This kind of devilish humor is to be expected of David Sedaris, also author of several other popular novels such as Me Talk Pretty One Day, Dress Your Family in Corduroy and Denim, and, most recently, Theft by Finding, which is a collection of edited and published diary entries. Owls, however, is his most recent collection of non-fiction essays, many of which center around the topic of familial bonds and how they bring us together, push us apart, twist and distort with time. In a time where social media seems to reign supreme, we find ourselves constantly drawn to the lives of others— in literature and online. In Owls, what Sedaris succeeds in making readers feel like they intimately know the characters appearing in his essays. When I read along, I think to myself oh, this is the sister who killed herself, or this must have been before his mother’s fatal bout with alcoholism. The more Sedaris you read, the more impactful the stories become; the characters become more and more lifelike with each new collection. He provides minute yet telling details about all of them that often times, it’s difficult to remember that readers don’t actually personally know his family.

▶ **A block of data**
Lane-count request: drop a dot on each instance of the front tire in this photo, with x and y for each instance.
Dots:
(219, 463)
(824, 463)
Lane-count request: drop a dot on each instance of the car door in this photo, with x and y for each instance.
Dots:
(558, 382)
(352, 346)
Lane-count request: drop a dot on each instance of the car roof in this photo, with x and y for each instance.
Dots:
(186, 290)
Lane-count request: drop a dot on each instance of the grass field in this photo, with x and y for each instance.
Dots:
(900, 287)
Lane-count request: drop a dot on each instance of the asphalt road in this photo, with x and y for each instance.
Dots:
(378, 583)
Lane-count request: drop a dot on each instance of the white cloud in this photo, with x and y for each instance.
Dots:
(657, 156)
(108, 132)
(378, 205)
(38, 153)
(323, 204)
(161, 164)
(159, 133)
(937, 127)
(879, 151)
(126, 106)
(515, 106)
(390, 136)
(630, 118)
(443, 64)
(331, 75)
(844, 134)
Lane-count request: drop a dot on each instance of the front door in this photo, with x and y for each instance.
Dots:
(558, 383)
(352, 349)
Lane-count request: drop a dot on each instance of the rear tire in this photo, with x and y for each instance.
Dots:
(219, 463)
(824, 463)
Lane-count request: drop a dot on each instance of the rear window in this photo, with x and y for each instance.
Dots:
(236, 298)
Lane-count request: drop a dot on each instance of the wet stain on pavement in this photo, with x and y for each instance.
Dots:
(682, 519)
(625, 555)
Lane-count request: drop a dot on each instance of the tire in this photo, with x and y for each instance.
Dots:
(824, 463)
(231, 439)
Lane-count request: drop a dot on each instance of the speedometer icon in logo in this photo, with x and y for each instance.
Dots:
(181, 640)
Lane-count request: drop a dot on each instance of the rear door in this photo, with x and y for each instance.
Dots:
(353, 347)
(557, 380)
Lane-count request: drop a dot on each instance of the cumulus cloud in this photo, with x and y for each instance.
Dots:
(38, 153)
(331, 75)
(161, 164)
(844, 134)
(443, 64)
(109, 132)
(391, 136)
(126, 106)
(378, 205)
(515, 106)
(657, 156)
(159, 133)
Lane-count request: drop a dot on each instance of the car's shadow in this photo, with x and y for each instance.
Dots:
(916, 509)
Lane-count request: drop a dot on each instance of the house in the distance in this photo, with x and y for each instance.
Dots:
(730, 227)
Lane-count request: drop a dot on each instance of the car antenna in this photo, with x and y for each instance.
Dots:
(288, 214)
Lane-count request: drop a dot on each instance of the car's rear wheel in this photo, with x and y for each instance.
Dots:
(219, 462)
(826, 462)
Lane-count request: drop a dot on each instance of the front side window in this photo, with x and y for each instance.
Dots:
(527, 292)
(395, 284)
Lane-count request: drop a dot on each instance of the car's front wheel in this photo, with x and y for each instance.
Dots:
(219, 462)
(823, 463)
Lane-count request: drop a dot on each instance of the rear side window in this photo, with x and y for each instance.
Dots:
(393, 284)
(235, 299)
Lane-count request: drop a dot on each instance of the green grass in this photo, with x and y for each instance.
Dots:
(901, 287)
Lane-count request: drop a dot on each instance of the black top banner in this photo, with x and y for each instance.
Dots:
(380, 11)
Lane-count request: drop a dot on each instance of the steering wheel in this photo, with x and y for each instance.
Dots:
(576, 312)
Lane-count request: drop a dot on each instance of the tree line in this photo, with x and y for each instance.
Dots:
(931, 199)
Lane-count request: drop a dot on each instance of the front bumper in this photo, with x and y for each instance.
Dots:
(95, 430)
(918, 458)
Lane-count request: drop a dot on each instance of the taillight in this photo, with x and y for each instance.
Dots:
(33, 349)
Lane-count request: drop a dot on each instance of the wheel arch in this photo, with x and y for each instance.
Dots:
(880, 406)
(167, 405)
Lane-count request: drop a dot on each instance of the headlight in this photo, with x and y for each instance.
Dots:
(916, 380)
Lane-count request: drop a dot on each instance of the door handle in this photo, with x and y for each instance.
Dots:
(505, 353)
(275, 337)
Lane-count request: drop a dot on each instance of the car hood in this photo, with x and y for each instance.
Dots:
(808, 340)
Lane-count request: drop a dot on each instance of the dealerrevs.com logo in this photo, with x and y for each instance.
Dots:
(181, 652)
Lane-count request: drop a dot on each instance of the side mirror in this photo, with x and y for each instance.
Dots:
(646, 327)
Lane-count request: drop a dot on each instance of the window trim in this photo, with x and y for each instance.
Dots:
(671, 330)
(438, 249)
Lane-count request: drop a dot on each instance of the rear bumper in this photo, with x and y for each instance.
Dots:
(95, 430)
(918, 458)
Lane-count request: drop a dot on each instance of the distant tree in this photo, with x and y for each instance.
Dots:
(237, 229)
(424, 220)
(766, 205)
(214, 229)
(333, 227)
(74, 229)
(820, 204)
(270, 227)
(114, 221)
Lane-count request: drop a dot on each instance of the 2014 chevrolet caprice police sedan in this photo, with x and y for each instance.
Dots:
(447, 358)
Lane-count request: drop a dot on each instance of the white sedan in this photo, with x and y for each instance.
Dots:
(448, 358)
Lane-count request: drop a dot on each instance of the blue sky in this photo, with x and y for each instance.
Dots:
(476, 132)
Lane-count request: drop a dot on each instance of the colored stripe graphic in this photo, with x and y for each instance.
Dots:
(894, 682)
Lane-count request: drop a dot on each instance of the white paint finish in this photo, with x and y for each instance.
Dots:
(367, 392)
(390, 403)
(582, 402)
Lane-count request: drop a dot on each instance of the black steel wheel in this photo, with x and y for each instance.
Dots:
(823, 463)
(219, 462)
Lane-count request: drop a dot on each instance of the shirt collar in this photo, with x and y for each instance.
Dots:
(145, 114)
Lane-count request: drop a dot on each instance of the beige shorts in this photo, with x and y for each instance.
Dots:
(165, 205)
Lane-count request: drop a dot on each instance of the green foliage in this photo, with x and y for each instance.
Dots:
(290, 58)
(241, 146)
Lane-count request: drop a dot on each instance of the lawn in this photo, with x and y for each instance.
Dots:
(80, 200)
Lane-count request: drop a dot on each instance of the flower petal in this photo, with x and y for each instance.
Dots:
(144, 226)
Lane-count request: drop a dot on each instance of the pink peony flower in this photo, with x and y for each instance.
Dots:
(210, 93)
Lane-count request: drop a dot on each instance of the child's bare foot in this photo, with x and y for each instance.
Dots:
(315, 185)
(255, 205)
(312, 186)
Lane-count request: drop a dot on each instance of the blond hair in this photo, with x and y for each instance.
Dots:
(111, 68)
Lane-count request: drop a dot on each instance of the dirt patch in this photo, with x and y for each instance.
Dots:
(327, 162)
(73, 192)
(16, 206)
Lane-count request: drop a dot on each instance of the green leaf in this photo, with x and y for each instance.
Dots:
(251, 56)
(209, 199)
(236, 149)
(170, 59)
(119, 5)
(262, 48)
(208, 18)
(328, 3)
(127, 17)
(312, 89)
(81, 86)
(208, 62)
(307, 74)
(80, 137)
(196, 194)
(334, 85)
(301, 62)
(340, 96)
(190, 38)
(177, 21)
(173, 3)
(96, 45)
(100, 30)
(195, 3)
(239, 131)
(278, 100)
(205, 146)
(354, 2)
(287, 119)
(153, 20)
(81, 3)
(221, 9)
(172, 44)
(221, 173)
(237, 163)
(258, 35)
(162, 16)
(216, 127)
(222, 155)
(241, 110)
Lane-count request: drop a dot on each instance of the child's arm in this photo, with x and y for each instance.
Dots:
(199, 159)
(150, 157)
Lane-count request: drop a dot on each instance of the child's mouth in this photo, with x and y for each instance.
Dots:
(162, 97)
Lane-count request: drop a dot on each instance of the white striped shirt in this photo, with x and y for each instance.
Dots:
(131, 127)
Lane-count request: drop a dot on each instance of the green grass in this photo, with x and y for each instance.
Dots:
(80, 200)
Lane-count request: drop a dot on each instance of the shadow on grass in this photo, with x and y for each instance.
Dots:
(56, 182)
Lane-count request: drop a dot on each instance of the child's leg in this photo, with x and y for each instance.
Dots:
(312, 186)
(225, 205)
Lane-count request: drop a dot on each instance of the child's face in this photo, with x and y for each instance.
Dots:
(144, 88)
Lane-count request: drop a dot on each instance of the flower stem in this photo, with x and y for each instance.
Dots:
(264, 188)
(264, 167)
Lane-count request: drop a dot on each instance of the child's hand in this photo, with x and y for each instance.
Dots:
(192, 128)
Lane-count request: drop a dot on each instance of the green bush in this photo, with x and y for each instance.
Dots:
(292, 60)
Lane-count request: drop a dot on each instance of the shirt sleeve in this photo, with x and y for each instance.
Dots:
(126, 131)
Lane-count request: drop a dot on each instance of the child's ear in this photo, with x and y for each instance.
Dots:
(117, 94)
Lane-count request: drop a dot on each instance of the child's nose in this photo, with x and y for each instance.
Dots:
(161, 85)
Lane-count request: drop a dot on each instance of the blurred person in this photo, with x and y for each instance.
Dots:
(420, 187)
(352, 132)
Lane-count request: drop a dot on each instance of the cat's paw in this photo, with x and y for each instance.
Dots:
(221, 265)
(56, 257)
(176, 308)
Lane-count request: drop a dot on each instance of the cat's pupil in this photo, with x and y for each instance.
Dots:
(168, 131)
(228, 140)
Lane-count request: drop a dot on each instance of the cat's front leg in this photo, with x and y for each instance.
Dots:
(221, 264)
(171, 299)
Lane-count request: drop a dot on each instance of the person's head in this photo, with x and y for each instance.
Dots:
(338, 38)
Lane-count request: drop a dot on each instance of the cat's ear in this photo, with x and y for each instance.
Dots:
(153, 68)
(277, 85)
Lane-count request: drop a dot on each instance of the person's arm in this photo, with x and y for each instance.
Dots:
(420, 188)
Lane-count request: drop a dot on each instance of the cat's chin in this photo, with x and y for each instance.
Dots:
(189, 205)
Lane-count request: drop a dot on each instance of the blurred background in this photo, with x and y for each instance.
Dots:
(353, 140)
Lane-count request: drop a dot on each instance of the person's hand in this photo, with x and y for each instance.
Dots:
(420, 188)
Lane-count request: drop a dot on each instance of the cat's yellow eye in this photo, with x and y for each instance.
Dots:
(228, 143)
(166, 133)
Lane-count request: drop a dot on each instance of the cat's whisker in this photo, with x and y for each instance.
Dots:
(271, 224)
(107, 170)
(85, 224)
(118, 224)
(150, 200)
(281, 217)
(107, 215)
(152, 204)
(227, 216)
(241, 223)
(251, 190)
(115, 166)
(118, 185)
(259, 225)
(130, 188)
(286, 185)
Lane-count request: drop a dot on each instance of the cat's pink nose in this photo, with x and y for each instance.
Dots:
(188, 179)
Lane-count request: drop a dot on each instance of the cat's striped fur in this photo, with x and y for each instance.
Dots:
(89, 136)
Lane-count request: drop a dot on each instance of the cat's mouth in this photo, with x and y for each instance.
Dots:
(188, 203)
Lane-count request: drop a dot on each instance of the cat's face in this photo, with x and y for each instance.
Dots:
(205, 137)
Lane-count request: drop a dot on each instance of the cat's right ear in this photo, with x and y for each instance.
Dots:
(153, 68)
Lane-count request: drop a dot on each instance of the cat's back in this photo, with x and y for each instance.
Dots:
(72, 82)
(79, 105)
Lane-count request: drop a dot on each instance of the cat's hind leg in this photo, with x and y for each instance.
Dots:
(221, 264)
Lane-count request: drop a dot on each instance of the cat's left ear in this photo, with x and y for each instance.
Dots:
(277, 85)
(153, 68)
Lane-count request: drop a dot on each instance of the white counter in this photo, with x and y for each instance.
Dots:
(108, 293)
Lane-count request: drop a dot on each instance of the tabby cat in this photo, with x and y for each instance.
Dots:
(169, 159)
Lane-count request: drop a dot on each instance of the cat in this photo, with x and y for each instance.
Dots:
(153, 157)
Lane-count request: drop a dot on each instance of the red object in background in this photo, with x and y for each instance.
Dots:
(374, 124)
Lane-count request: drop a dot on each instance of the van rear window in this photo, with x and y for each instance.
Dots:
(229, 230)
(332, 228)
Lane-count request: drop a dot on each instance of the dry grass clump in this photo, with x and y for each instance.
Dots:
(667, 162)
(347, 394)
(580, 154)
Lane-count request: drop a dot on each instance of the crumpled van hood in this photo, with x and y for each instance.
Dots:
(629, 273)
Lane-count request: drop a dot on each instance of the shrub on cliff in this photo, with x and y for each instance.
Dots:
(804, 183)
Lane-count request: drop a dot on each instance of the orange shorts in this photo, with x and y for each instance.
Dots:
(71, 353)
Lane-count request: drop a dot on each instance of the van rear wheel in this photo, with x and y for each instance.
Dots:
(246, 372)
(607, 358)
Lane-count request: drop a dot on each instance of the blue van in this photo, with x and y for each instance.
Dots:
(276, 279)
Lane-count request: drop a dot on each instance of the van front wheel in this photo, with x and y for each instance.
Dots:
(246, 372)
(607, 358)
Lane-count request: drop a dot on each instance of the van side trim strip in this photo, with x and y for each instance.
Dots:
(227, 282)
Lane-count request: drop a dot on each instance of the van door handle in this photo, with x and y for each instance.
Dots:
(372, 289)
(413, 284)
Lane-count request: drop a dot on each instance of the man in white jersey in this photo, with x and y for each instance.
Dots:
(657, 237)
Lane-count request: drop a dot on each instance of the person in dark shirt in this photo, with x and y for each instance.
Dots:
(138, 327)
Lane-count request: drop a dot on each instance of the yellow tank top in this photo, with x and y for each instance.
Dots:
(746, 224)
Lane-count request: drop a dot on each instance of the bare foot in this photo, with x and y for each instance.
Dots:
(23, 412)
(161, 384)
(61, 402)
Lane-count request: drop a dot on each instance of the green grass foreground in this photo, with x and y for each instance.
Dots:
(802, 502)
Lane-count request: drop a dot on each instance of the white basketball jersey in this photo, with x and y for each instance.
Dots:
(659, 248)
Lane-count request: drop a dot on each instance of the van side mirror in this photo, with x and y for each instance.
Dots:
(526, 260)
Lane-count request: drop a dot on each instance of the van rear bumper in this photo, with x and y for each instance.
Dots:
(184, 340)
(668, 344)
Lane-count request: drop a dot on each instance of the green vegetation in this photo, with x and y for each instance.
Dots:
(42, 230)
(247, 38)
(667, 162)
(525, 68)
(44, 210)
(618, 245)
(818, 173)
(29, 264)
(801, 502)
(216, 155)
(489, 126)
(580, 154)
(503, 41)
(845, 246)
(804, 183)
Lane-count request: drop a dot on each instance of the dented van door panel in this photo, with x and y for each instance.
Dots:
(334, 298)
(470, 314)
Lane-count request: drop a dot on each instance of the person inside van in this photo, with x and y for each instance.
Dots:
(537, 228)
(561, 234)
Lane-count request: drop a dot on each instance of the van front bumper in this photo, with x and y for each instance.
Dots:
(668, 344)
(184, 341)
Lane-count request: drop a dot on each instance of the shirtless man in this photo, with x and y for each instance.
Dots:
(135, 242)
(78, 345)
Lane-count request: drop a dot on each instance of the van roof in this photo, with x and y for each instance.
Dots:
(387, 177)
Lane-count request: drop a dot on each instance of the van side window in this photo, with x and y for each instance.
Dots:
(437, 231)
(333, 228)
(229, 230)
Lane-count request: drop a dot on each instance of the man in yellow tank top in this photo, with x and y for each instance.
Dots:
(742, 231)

▶ **EXERCISE SET**
A. Decide whether each statement agrees with the review of Owls: (i) Theft by Finding is a collection of edited and published diary entries; (ii) Owls is a collection of short fiction; (iii) the characters grow less lifelike with each new collection. For each, answer yes or no and quote the words of the review that decide it.
B. Count the lines of the entries that contain the string "child", and give only the number.

▶ **OUTPUTS IN ORDER**
A.
(i) Yes: "Theft by Finding, which is a collection of edited and published diary entries"
(ii) No: "Owls, however, is his most recent collection of non-fiction essays"
(iii) No: "the characters become more and more lifelike with each new collection"

B. 8